▶ [Requirement]
Copy each line exactly. Leave nothing out.

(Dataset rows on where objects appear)

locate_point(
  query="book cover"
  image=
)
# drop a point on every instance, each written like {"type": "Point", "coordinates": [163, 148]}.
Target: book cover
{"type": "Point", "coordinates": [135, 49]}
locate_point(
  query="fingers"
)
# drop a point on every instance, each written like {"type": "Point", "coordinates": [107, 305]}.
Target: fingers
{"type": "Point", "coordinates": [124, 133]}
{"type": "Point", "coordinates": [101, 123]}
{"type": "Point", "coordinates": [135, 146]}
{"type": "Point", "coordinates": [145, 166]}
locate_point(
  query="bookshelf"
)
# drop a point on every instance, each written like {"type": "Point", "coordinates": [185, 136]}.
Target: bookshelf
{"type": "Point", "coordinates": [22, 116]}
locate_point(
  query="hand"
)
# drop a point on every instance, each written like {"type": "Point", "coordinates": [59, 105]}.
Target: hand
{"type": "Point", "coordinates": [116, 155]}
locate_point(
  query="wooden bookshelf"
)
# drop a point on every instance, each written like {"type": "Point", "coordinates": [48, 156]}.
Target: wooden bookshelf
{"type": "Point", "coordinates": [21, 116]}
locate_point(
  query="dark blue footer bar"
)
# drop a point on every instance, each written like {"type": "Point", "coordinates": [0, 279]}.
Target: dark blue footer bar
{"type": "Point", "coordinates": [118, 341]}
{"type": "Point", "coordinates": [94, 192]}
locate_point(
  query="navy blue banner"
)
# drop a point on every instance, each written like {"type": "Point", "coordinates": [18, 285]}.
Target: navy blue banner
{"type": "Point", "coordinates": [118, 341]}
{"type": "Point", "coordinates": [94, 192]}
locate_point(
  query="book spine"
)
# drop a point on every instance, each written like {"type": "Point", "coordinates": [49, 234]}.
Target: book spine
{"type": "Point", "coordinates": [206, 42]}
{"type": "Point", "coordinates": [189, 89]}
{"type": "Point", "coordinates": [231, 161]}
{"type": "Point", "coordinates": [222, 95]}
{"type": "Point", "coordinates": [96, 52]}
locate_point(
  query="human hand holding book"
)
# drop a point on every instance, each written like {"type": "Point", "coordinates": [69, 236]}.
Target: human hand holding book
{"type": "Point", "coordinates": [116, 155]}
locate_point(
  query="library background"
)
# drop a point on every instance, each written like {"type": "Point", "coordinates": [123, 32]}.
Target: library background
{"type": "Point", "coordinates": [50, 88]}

▶ [Exercise solution]
locate_point(
  query="book cover"
  image=
)
# drop a point on every instance, each written like {"type": "Point", "coordinates": [163, 148]}.
Target: book cover
{"type": "Point", "coordinates": [135, 49]}
locate_point(
  query="fingers"
)
# drop a point on every instance, each written like {"type": "Point", "coordinates": [107, 305]}.
Target: fingers
{"type": "Point", "coordinates": [124, 133]}
{"type": "Point", "coordinates": [101, 123]}
{"type": "Point", "coordinates": [135, 146]}
{"type": "Point", "coordinates": [145, 166]}
locate_point(
  query="bookshelf"
)
# drop a point on every instance, each written like {"type": "Point", "coordinates": [185, 136]}.
Target: bookshelf
{"type": "Point", "coordinates": [22, 116]}
locate_point(
  query="hand"
)
# drop a point on every instance, each written like {"type": "Point", "coordinates": [59, 105]}.
Target: hand
{"type": "Point", "coordinates": [116, 155]}
locate_point(
  query="wooden bookshelf"
)
# drop a point on every instance, each written like {"type": "Point", "coordinates": [48, 156]}.
Target: wooden bookshelf
{"type": "Point", "coordinates": [21, 116]}
locate_point(
  query="dark blue footer bar"
)
# drop a point on every instance, each written like {"type": "Point", "coordinates": [0, 279]}.
Target: dark blue footer bar
{"type": "Point", "coordinates": [118, 341]}
{"type": "Point", "coordinates": [94, 192]}
locate_point(
  query="navy blue banner"
)
# drop a point on every instance, each written like {"type": "Point", "coordinates": [18, 285]}.
Target: navy blue banner
{"type": "Point", "coordinates": [118, 341]}
{"type": "Point", "coordinates": [94, 192]}
locate_point(
  query="book spine"
)
# drop a point on every instance, each written like {"type": "Point", "coordinates": [49, 234]}.
Target: book spine
{"type": "Point", "coordinates": [206, 42]}
{"type": "Point", "coordinates": [189, 89]}
{"type": "Point", "coordinates": [231, 161]}
{"type": "Point", "coordinates": [222, 95]}
{"type": "Point", "coordinates": [96, 52]}
locate_point(
  query="human hand holding book"
)
# drop a point on every instance, each written like {"type": "Point", "coordinates": [69, 236]}.
Target: human hand holding book
{"type": "Point", "coordinates": [116, 155]}
locate_point(
  query="library background"
)
# drop a point on every instance, each written like {"type": "Point", "coordinates": [123, 32]}.
Target: library background
{"type": "Point", "coordinates": [50, 88]}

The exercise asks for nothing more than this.